_SOURCE EXCERPT_:
Select the + button in the field labeled TRANDATA Information. A window labeled Trandata will slide open. Enter either a single table name in the Table Name field or a wildcard for all tables. We’ll be using a wildcard.

Add trandata
Image 6. Add Trandata

Select the Submit button to execute. Open the Notifications window to see execution status. In the Trandata Information window, you can verify all tables have been enabled by doing a search. In the Search for Table field, enter dbo.* and select the magnifying glass.

Trandata search results
Image 7. Trandata search results

Querying the database, we see new tables have been created which show Microsoft CDC Replication for Oracle GoldenGate has been enabled in the database. To learn more about CDC Supplemental Logging refer to the Oracle GoldenGate documentation.

Here’s the query we used:

USE tpcc;
go

SELECT cast(s.name as varchar(10)) AS SchemaName,
       cast(t.name as varchar(15)) AS TableName,
       cast(SUM(p.rows) as varchar(10)) AS TableRowCount
FROM sys.schemas AS s
JOIN sys.tables AS t ON t.schema_id = s.schema_id
JOIN sys.partitions AS p ON p.object_id = t.object_id
WHERE s.name != 'dbo' GROUP BY s.name, t.name ORDER BY SchemaName, TableName;
go

Image 8 presents the query results.

MSS CDC Replication enabled database
Image 8. Database with CDC Replication enabled

Enable Microsoft Snapshot Isolation

Oracle GoldenGate Precise Instantiation utilizes the Snaphot Isolation function of the Microsoft SQL Server Database. Per the Microsoft database documentation, when snapshot isolation is enabled:

“A unique transaction sequence number identifies each transaction, and these unique numbers are recorded for each row version. The transaction works with the most recent row versions having a sequence number before the sequence number of the transaction. Newer row versions created after the transaction has begun are ignored by the transaction.

The term “snapshot” reflects the fact that all queries in the transaction see the same version, or snapshot, of the database, based on the state of the database at the moment in time when the transaction begins. No locks are acquired on the underlying data rows or data pages in a snapshot transaction, which permits other transactions to execute without being blocked by a prior uncompleted transaction. Transactions that modify data do not block transactions that read data, and transactions that read data do not block transactions that write data, as they normally would under the default READ COMMITTED isolation level in SQL Server.”

_JOBS_:
1. Copy word for word the part of the GoldenGate excerpt starting at "Select the + button in" and ending at "the Oracle GoldenGate documentation.".
2. Which system views does the query in the GoldenGate excerpt join together? List them all.
Rely on the GoldenGate excerpt and nothing else.

_DATA PROVIDED_:
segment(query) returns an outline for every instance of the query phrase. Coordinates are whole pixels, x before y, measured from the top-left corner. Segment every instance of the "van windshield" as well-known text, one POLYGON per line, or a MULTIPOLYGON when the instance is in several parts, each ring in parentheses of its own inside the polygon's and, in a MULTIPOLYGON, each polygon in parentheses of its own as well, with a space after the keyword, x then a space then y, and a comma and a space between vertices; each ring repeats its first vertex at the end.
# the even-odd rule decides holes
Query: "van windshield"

_ANSWERS BY TASK_:
1.
Select the + button in the field labeled TRANDATA Information. A window labeled Trandata will slide open. Enter either a single table name in the Table Name field or a wildcard for all tables. We’ll be using a wildcard.

Add trandata
Image 6. Add Trandata

Select the Submit button to execute. Open the Notifications window to see execution status. In the Trandata Information window, you can verify all tables have been enabled by doing a search. In the Search for Table field, enter dbo.* and select the magnifying glass.

Trandata search results
Image 7. Trandata search results

Querying the database, we see new tables have been created which show Microsoft CDC Replication for Oracle GoldenGate has been enabled in the database. To learn more about CDC Supplemental Logging refer to the Oracle GoldenGate documentation.

2. sys.schemas, sys.tables, sys.partitions